*Required work:* Your reply should hold exactly the lines from the one that contains "of the dirt" through the end of the data. Repeat them word for word.

Source data
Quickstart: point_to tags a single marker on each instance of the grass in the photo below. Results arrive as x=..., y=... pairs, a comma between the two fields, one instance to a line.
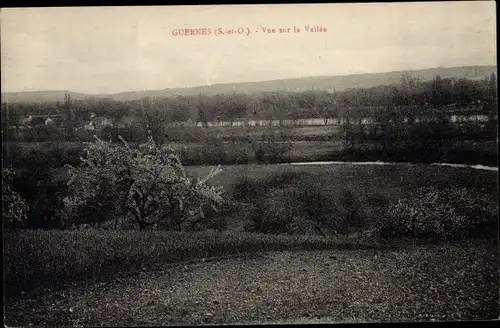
x=445, y=282
x=37, y=259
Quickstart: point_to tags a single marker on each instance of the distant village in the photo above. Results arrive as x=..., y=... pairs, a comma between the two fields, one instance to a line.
x=60, y=120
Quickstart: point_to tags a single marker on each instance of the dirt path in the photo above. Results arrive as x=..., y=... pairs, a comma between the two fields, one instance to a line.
x=447, y=282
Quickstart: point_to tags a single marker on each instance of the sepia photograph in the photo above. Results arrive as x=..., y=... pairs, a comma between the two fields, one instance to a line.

*Response area:*
Quickstart: point_to tags a single marker on each instance of the dirt path in the photo above. Results arrive as x=..., y=... pairs, a comma between the two fields, one instance to a line.
x=447, y=282
Quickstart: point_to tags a single marker on each instance of the sepia photograph in the photo above. Results arrive as x=..., y=... pairs, a comma between the two fields, one instance to a line.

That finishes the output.